# [Input]
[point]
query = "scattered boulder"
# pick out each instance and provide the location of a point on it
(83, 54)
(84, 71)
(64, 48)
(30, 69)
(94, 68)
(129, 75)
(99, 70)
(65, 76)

# [Your task]
Please repeat the data above verbatim, all of it.

# [Written response]
[point]
query = "scattered boulder"
# pick out each instance and provide the location of a point on it
(83, 54)
(84, 71)
(64, 48)
(30, 69)
(94, 68)
(129, 75)
(99, 70)
(65, 76)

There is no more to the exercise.